Your answer should consist of the lines below that hold the word "dress".

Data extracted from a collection
* * *

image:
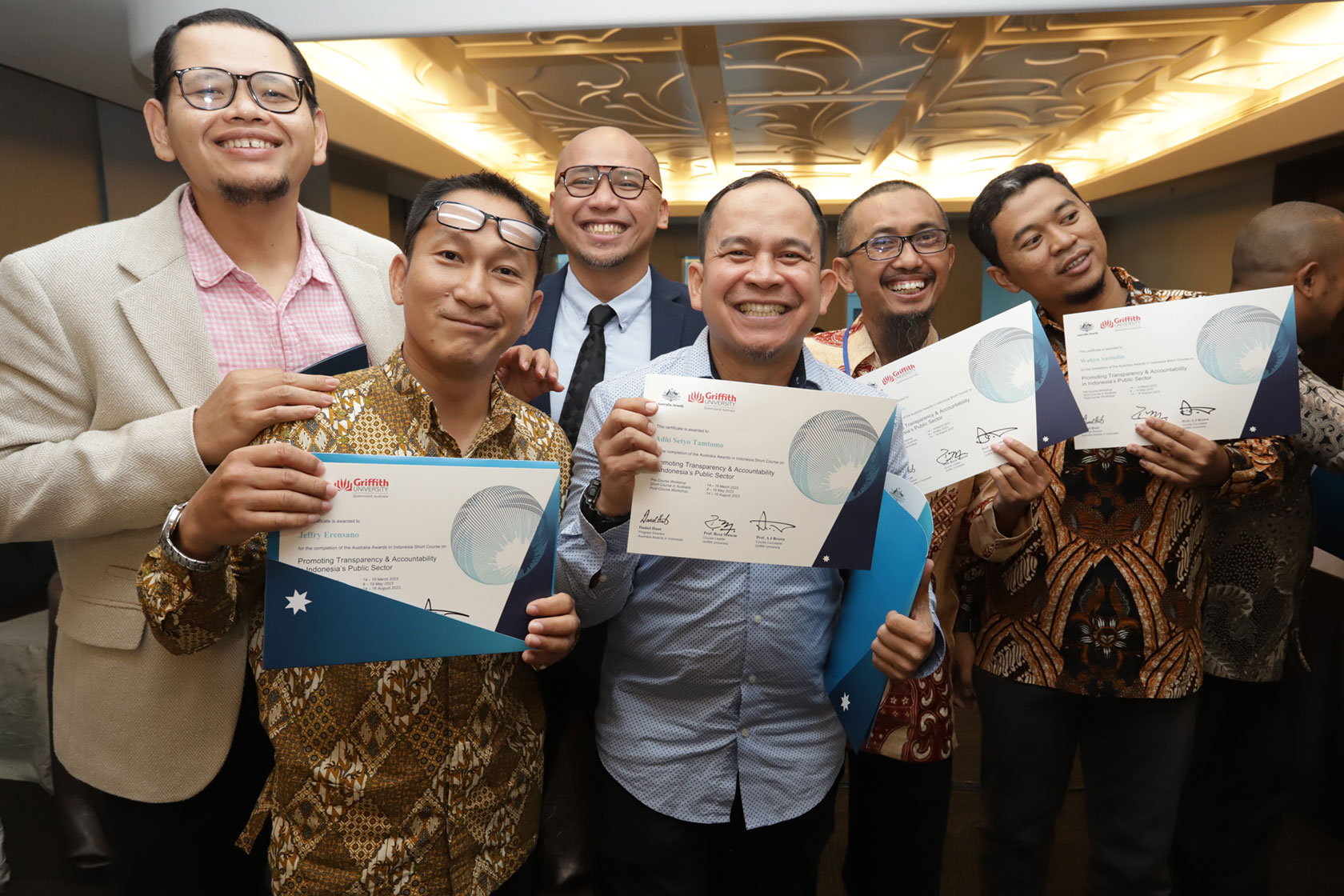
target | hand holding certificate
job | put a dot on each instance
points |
(1223, 367)
(762, 473)
(417, 558)
(970, 391)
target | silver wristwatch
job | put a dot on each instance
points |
(178, 557)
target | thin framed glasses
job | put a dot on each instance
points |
(211, 89)
(626, 183)
(512, 231)
(879, 249)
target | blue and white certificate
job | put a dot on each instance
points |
(966, 391)
(417, 558)
(905, 531)
(1221, 366)
(762, 473)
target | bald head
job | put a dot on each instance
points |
(1282, 239)
(597, 142)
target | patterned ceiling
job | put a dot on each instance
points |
(948, 102)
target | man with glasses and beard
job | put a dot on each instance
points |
(895, 254)
(138, 355)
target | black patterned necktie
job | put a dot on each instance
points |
(589, 368)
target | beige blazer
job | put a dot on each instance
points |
(105, 356)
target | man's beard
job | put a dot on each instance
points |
(1087, 293)
(616, 261)
(249, 194)
(898, 334)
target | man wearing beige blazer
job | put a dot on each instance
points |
(113, 409)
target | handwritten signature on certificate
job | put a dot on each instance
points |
(765, 526)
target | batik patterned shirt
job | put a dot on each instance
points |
(409, 777)
(914, 720)
(1261, 551)
(1101, 590)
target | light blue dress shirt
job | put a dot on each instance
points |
(628, 334)
(713, 670)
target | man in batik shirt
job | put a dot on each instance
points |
(1260, 554)
(418, 775)
(897, 255)
(1090, 599)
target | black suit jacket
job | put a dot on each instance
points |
(675, 322)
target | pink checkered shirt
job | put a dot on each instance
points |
(247, 326)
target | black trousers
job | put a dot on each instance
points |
(642, 852)
(1237, 791)
(898, 818)
(189, 846)
(1134, 754)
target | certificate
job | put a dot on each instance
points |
(966, 391)
(762, 473)
(417, 558)
(1221, 366)
(905, 531)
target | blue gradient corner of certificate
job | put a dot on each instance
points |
(850, 544)
(852, 682)
(1058, 417)
(1272, 411)
(312, 619)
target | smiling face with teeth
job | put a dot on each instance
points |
(606, 237)
(241, 154)
(761, 284)
(909, 284)
(1053, 249)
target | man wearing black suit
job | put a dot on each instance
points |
(604, 314)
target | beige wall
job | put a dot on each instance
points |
(1187, 243)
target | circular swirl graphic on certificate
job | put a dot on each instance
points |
(1007, 364)
(491, 527)
(831, 457)
(1231, 344)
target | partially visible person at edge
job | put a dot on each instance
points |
(417, 775)
(138, 355)
(897, 254)
(1086, 610)
(718, 745)
(1260, 554)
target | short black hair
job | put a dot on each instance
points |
(702, 234)
(843, 230)
(992, 198)
(167, 45)
(487, 182)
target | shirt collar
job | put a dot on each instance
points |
(628, 306)
(210, 263)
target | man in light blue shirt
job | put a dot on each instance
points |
(719, 745)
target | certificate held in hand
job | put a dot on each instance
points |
(417, 558)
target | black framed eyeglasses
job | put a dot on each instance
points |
(879, 249)
(626, 183)
(211, 89)
(512, 231)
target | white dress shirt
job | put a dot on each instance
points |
(628, 334)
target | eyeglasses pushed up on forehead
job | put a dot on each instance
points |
(626, 183)
(211, 89)
(512, 231)
(879, 249)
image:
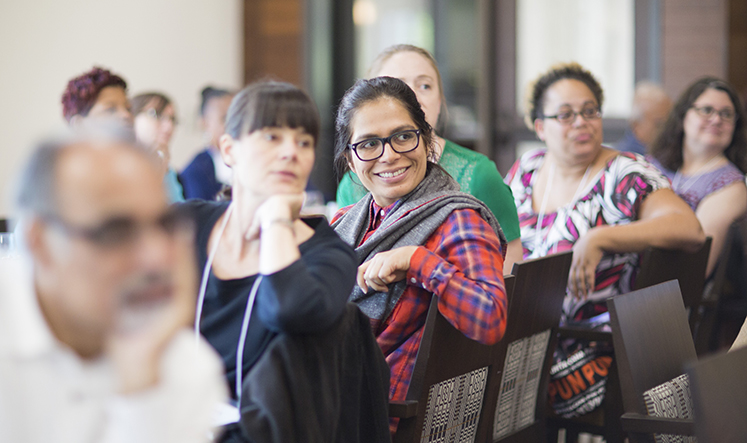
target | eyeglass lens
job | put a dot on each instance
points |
(373, 148)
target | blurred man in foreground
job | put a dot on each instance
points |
(93, 339)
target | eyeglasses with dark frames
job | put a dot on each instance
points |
(566, 117)
(117, 232)
(726, 114)
(152, 113)
(373, 148)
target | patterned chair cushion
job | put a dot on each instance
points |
(671, 400)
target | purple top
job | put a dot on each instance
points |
(693, 189)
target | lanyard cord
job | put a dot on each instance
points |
(247, 310)
(242, 337)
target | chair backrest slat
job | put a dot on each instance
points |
(651, 338)
(533, 315)
(660, 265)
(719, 389)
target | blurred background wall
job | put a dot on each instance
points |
(486, 50)
(172, 46)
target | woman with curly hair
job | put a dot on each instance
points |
(604, 205)
(95, 96)
(703, 150)
(155, 121)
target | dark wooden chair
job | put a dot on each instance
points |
(653, 345)
(518, 391)
(656, 266)
(660, 265)
(719, 389)
(456, 381)
(448, 385)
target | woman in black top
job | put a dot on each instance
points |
(299, 270)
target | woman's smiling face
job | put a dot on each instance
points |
(393, 175)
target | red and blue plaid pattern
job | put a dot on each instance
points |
(462, 264)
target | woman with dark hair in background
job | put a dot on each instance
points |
(416, 236)
(256, 253)
(476, 174)
(94, 97)
(155, 120)
(207, 173)
(703, 151)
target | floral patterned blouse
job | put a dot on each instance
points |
(612, 197)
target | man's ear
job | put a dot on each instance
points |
(226, 145)
(76, 122)
(539, 128)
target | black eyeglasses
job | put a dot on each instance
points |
(726, 114)
(372, 148)
(121, 231)
(565, 117)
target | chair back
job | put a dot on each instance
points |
(719, 388)
(521, 365)
(331, 386)
(660, 265)
(651, 338)
(448, 384)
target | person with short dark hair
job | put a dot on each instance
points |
(476, 174)
(94, 345)
(154, 122)
(604, 205)
(417, 238)
(578, 194)
(702, 149)
(207, 174)
(94, 96)
(266, 270)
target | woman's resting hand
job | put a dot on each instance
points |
(385, 268)
(587, 254)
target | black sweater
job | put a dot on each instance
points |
(306, 297)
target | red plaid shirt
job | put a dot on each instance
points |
(462, 264)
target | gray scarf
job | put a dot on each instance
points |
(409, 223)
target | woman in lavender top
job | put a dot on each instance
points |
(703, 150)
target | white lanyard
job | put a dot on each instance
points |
(247, 311)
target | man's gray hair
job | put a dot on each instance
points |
(36, 188)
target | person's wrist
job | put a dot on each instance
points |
(275, 222)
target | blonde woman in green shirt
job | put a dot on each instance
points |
(475, 173)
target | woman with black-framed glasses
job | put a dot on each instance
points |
(703, 150)
(606, 206)
(155, 119)
(416, 236)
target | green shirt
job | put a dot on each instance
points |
(476, 175)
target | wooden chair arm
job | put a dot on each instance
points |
(646, 424)
(584, 334)
(403, 409)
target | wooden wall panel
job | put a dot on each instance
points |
(694, 41)
(273, 40)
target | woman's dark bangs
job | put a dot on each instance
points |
(275, 110)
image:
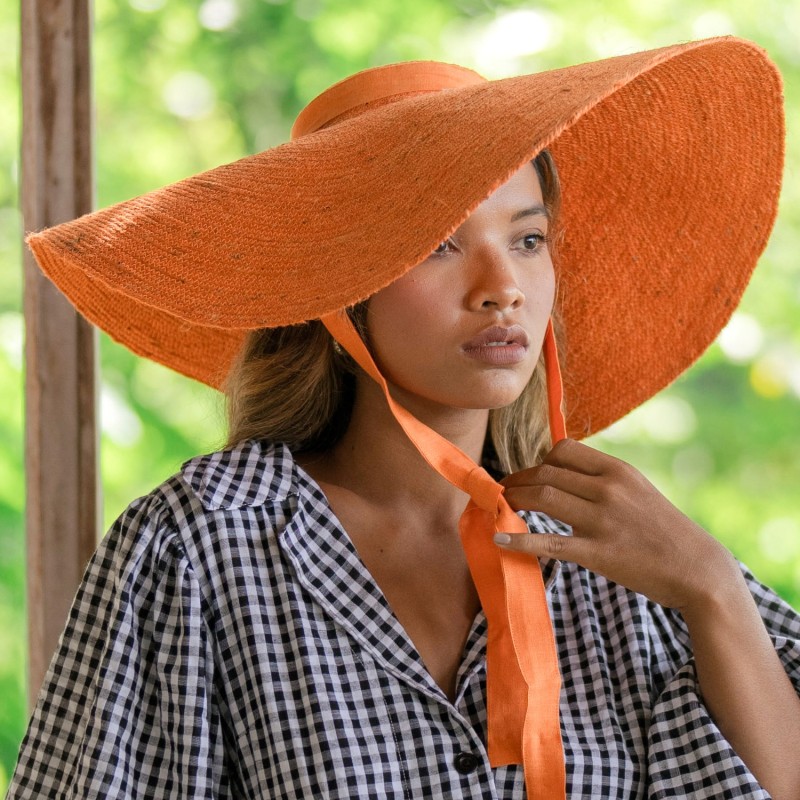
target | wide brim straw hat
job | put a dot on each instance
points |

* * *

REPLY ->
target | light blue dress shirt
target | white dress shirt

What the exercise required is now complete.